PASSAGE =
Segment Open
Sunday, 30 June 2019

Fiction from Fact

The Tattooist of Auschwitz is Heather Morris' bestselling novel is based on the true story of a survivor of the Holocaust. It is a simply written love story that can be read quickly, so it is easy to see why it has been optioned for film and is popular with book clubs.

Lale Sokolov, a Slovakian Jew, was transported to Auschwitz and Birkenau in April 1942. His intelligence and ability to speak numerous languages made him a valuable asset to his captors. Lale was put to work as the tattooist, inking numbers into the forearms of his fellow prisoners. In exchange he was given certain privileges, like food rations and better accomodation, but he remained a prisoner nonetheless and always needed to be aware that one false step could result in torture or death.

One day, Lale tattoos a young woman named Gita and he falls in love at first sight. His passion for Gita compels him to survive the war and be with his love. The lengths he will go to in order to protect Gita and find some happiness in the most dire of circumstances is what has made the book a popular novel.
Segment Closed
LISTED ENTRIES =
Segment Open
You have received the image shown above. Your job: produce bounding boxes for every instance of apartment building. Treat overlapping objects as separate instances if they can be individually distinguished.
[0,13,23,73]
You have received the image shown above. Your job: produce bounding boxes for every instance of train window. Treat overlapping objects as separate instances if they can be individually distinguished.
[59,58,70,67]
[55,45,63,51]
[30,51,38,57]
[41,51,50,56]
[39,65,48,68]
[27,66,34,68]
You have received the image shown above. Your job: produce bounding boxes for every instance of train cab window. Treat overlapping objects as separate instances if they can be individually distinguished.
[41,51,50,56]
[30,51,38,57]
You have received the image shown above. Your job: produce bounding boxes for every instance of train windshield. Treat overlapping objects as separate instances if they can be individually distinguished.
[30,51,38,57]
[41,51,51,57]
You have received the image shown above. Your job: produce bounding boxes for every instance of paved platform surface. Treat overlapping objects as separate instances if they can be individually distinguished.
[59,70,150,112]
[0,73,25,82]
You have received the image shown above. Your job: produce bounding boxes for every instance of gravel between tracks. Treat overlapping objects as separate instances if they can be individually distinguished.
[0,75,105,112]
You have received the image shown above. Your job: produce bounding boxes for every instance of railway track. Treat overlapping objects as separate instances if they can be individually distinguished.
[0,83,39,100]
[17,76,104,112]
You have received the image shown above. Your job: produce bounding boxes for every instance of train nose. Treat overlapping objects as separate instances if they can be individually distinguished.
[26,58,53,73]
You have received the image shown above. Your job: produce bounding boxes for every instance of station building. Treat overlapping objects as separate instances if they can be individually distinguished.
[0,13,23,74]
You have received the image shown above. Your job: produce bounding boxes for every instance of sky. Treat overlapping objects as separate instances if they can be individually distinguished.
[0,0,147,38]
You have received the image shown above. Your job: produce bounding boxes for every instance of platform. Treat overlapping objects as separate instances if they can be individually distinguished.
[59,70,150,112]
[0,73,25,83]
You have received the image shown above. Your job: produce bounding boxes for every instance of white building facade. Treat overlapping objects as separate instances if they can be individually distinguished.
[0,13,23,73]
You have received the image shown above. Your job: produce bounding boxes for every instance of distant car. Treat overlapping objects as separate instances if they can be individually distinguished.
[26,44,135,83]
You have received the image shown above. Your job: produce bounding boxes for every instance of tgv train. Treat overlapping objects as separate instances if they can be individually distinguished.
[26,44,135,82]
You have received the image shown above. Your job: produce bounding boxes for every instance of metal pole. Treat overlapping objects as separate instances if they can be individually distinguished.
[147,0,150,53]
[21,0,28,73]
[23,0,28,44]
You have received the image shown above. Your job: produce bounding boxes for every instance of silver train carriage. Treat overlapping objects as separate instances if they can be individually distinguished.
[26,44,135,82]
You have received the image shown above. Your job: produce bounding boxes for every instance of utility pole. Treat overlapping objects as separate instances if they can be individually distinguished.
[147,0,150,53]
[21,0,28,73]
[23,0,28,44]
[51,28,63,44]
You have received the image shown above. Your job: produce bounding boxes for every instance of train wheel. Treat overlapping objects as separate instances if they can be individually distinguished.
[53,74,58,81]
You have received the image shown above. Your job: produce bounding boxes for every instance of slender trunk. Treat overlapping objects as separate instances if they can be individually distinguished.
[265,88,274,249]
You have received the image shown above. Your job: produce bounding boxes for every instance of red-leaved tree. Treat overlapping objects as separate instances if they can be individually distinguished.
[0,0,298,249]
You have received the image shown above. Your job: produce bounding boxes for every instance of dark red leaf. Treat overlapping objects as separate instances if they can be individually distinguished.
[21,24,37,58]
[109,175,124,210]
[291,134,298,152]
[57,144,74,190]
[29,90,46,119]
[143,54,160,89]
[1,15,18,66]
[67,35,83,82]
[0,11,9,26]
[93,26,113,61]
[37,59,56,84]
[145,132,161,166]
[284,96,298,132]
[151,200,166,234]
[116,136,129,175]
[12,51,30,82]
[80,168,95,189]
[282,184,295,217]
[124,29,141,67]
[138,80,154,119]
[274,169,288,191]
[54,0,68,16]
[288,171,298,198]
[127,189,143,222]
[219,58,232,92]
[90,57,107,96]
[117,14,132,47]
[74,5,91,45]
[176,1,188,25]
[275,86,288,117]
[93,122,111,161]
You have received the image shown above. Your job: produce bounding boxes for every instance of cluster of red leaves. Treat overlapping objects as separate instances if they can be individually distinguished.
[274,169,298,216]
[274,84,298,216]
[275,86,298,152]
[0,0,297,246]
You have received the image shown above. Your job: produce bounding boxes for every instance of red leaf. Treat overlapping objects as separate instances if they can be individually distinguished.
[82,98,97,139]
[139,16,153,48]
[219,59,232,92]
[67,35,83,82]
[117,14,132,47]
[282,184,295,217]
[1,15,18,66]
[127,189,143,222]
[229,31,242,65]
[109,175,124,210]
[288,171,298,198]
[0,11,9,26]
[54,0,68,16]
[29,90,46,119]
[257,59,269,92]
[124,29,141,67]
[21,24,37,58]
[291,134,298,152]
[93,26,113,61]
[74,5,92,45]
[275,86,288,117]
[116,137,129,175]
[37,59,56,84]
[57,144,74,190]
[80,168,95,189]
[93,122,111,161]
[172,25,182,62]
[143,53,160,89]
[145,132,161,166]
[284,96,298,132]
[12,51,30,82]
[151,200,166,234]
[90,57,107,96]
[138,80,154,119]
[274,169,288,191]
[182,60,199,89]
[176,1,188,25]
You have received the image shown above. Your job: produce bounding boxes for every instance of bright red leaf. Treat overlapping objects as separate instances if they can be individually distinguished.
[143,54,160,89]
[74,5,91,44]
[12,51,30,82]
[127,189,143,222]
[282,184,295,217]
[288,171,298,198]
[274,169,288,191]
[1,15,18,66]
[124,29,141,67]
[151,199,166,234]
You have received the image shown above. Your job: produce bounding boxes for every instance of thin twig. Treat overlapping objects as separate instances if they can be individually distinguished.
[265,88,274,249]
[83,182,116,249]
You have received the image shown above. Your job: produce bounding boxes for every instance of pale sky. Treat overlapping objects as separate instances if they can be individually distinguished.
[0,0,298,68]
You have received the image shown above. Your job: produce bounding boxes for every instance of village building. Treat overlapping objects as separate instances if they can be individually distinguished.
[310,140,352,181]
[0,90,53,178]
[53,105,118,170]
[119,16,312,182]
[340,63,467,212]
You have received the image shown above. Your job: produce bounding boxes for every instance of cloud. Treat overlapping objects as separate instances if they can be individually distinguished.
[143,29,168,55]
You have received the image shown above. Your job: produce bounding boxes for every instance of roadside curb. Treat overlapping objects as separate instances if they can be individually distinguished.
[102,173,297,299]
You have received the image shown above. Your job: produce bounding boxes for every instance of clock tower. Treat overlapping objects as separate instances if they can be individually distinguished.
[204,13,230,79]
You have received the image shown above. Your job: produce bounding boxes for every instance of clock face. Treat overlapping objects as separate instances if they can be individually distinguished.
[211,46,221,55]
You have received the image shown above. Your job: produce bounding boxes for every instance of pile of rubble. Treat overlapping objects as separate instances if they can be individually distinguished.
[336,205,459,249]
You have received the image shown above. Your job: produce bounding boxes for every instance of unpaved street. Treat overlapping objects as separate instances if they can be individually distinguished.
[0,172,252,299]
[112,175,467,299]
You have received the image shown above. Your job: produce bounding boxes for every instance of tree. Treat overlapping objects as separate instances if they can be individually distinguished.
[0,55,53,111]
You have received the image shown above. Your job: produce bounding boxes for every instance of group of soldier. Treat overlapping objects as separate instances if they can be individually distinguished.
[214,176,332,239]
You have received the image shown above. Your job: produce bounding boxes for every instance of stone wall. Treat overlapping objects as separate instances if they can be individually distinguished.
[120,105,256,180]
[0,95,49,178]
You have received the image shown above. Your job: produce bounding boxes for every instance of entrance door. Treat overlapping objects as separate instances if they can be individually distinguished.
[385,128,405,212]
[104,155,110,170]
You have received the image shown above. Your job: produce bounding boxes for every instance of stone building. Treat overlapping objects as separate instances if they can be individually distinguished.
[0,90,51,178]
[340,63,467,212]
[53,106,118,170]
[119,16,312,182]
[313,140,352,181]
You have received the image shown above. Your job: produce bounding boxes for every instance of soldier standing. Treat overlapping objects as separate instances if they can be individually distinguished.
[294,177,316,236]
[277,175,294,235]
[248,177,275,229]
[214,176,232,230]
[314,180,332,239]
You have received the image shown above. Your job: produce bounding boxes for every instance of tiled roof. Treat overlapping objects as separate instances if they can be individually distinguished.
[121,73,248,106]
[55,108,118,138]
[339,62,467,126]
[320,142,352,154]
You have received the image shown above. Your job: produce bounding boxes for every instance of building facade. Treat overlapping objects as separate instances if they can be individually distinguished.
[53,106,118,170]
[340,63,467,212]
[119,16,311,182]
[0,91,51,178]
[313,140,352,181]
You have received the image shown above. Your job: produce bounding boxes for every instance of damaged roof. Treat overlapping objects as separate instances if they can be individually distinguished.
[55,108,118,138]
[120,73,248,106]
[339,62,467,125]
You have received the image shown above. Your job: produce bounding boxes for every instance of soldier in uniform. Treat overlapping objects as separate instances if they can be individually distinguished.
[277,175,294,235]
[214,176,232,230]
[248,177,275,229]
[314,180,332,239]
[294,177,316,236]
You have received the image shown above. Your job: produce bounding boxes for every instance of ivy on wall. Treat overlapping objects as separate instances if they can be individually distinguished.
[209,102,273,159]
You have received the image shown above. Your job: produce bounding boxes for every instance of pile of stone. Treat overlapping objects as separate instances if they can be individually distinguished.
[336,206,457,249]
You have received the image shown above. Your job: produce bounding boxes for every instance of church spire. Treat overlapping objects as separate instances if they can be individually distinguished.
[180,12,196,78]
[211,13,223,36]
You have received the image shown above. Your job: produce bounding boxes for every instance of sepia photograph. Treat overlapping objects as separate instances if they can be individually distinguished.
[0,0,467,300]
Segment Closed
EXERCISES =
(1) Answer these questions using the review:
(a) In what month and year was Lale Sokolov transported to Auschwitz and Birkenau?
(b) What two qualities made Lale valuable to his captors?
(c) What is the name of the young woman with whom Lale falls in love?
(2) Reproduce the portion of the review starting at "Lale Sokolov, a" and ending at "torture or death.".
The entries are drawn from a source separate from the review.

RESULTS IN ORDER =
(1)
(a) April 1942
(b) His intelligence and his ability to speak numerous languages
(c) Gita

(2)
Lale Sokolov, a Slovakian Jew, was transported to Auschwitz and Birkenau in April 1942. His intelligence and ability to speak numerous languages made him a valuable asset to his captors. Lale was put to work as the tattooist, inking numbers into the forearms of his fellow prisoners. In exchange he was given certain privileges, like food rations and better accomodation, but he remained a prisoner nonetheless and always needed to be aware that one false step could result in torture or death.